◆ DIRECTIVE: Copy every one of the records below word for word, omitting the pictures.

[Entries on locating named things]
:::::

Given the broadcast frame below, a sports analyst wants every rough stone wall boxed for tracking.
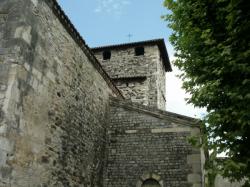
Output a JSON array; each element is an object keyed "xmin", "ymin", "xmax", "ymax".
[
  {"xmin": 95, "ymin": 45, "xmax": 165, "ymax": 110},
  {"xmin": 104, "ymin": 100, "xmax": 202, "ymax": 187},
  {"xmin": 157, "ymin": 51, "xmax": 166, "ymax": 110},
  {"xmin": 0, "ymin": 0, "xmax": 119, "ymax": 187},
  {"xmin": 113, "ymin": 77, "xmax": 149, "ymax": 105}
]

:::::

◆ EXPECTED ANSWER:
Given the broadcast frame below, a sports analyst wants every rough stone wall boxed for tracking.
Output a JSON array; each element is an object keyed "xmin", "ymin", "xmax", "ymax".
[
  {"xmin": 95, "ymin": 45, "xmax": 165, "ymax": 110},
  {"xmin": 104, "ymin": 100, "xmax": 202, "ymax": 187},
  {"xmin": 157, "ymin": 51, "xmax": 166, "ymax": 110},
  {"xmin": 0, "ymin": 0, "xmax": 119, "ymax": 187},
  {"xmin": 113, "ymin": 77, "xmax": 149, "ymax": 105}
]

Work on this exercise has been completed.